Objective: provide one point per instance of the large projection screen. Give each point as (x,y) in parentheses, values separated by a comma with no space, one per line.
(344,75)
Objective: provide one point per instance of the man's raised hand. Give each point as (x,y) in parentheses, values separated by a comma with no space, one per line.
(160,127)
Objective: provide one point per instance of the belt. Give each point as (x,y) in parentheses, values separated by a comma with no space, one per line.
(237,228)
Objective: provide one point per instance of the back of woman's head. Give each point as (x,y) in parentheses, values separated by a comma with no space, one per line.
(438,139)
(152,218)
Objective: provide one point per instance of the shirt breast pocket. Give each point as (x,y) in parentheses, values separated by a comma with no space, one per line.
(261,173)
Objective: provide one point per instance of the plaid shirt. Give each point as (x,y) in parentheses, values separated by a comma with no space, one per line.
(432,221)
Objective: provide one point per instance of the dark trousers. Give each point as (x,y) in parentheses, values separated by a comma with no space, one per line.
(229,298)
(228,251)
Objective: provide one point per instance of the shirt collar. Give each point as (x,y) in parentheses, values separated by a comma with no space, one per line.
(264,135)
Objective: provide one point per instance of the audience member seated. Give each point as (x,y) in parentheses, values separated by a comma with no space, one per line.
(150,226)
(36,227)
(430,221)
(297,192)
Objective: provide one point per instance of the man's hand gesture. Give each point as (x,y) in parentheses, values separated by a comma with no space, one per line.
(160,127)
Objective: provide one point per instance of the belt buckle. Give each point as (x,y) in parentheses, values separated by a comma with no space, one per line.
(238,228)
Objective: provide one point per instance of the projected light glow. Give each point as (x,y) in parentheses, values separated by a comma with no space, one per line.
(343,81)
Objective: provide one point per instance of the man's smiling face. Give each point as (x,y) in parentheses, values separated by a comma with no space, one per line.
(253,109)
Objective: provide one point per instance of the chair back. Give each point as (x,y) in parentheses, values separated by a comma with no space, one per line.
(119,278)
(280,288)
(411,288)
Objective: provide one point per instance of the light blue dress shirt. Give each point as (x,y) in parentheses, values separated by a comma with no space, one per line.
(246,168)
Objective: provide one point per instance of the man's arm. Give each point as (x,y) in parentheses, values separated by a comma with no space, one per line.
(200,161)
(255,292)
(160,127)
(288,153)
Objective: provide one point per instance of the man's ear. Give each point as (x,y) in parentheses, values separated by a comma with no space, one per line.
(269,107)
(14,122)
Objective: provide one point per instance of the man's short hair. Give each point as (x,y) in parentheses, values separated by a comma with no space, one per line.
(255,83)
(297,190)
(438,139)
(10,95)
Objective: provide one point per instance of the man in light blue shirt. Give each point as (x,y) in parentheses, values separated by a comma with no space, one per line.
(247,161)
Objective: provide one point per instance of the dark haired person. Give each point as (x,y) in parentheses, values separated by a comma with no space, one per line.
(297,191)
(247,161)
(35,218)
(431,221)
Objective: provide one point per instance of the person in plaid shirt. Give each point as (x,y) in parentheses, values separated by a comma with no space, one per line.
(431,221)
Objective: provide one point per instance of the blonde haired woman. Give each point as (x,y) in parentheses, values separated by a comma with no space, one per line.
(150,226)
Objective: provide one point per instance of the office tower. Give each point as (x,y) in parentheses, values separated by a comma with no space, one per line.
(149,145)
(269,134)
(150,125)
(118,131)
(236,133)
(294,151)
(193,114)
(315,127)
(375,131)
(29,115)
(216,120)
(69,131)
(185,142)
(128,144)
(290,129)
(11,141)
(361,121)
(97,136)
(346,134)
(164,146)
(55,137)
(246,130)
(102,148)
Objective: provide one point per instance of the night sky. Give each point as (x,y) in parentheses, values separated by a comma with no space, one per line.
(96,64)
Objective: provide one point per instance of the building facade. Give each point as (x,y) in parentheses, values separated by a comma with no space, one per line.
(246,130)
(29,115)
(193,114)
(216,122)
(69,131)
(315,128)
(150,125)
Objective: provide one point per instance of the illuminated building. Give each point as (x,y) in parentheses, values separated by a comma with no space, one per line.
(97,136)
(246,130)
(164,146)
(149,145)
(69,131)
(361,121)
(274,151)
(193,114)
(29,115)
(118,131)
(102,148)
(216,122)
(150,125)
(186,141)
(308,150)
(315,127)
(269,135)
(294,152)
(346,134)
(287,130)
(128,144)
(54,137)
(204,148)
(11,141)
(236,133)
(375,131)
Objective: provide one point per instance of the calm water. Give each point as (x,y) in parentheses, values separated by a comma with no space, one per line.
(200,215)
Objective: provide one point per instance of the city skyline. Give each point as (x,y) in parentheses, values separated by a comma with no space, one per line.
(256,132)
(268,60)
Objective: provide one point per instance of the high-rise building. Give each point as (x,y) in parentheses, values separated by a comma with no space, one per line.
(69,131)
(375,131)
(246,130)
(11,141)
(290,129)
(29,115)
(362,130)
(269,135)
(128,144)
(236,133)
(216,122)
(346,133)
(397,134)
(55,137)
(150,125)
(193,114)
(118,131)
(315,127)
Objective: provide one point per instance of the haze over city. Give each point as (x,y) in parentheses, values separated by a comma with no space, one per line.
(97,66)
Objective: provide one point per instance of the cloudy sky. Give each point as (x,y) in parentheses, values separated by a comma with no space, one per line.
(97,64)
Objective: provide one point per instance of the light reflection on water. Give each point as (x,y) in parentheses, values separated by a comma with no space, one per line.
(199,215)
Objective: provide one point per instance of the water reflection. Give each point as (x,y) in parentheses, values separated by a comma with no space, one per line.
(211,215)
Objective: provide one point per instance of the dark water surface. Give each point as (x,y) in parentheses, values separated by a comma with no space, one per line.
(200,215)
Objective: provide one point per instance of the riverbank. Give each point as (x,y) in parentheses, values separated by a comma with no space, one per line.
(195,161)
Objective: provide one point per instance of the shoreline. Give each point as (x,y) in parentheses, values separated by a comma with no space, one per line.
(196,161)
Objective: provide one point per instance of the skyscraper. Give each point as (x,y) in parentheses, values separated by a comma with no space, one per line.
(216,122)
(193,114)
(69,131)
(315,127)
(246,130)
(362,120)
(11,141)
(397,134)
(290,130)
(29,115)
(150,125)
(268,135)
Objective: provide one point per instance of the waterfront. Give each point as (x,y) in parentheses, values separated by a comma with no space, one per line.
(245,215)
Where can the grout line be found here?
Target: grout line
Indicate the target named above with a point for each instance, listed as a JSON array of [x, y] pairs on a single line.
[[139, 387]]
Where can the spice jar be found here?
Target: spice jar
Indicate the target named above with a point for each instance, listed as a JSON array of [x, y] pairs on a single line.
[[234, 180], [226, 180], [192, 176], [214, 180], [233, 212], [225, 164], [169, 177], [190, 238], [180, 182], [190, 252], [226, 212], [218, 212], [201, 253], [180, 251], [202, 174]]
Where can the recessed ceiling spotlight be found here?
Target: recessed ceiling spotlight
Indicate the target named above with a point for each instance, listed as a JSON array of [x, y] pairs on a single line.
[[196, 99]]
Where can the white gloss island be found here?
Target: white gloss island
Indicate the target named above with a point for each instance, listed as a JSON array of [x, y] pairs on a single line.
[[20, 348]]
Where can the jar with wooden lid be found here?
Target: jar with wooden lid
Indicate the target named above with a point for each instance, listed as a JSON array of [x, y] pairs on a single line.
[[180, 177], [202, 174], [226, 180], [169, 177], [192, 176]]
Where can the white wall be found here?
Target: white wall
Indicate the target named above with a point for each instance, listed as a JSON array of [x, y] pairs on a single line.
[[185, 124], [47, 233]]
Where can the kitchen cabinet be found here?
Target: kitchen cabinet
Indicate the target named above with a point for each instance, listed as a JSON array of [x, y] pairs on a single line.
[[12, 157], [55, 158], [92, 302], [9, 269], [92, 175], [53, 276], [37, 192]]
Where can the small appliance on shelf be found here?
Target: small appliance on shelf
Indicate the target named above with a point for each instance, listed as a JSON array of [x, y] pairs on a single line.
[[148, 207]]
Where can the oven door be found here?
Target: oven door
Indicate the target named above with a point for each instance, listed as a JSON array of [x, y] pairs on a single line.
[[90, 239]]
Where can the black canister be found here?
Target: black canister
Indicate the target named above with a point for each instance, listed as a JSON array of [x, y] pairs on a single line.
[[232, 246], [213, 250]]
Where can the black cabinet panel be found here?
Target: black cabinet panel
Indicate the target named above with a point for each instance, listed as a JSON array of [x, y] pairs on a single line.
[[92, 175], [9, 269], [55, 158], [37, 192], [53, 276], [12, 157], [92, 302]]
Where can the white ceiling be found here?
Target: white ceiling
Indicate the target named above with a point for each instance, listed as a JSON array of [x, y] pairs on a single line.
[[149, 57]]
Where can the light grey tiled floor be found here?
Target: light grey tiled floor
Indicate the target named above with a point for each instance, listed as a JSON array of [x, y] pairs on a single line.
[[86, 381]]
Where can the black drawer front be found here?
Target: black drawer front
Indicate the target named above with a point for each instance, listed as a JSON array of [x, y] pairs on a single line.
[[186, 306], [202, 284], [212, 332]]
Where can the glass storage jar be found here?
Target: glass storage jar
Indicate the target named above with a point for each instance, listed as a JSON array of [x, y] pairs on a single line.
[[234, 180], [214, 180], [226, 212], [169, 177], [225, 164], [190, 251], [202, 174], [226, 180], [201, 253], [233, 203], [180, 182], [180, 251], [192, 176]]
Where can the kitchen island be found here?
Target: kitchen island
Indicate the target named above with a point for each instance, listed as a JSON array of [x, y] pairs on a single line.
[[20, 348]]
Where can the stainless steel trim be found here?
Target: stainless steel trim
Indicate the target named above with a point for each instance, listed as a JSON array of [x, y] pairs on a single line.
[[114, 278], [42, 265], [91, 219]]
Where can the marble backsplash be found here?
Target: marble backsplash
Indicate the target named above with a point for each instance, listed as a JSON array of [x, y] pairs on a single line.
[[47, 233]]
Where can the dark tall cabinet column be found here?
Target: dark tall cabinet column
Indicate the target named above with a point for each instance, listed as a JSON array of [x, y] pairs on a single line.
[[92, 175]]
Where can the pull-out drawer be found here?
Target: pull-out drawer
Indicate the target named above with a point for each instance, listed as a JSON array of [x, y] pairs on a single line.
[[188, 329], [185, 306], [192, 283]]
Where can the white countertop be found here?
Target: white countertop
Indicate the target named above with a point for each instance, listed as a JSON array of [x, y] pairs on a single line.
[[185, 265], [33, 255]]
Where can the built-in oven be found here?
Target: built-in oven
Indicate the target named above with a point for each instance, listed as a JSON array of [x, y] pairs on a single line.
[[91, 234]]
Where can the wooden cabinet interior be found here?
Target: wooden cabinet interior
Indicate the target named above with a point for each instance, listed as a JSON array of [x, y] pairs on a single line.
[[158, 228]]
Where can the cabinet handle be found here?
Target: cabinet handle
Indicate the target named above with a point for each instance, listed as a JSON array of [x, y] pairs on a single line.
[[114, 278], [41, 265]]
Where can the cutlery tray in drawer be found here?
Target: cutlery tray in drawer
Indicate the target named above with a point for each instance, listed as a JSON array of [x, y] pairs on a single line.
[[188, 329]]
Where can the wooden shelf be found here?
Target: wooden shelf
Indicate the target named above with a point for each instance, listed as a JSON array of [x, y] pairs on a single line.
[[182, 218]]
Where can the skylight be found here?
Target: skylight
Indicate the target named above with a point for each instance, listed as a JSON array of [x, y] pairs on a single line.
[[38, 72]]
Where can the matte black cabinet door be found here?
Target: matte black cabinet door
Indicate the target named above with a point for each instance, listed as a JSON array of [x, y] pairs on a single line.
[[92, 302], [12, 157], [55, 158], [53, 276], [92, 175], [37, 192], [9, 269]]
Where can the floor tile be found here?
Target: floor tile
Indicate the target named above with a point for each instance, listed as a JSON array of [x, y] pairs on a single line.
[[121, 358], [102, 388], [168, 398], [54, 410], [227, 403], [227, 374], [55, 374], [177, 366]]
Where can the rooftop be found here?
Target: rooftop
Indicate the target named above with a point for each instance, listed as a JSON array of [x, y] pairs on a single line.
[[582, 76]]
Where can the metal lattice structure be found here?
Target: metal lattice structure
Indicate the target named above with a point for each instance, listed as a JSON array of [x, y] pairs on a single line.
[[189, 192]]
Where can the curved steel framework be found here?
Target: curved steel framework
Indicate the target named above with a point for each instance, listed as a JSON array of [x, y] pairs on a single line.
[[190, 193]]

_____

* _Required work_
Please render the listing from the line with "Where can the spice jar be found here?" up to and including the line with "251], [202, 174]]" as a Markdown table, leaving out blank lines. Use the column headers No. and Text, with each line's running number under No. and the line itself under Text.

* _Written reply_
| No. | Text |
|---|---|
| 1 | Where can the spice jar be found here? |
| 2 | Target: spice jar |
| 3 | Indicate the target named above with a point for each instance, listed as a JSON array of [x, y] pairs on a single line. |
| 4 | [[234, 180], [226, 180], [192, 176], [214, 180], [233, 212], [225, 164], [169, 177], [190, 238], [180, 182], [190, 252], [226, 212], [218, 212], [201, 253], [180, 251], [202, 174]] |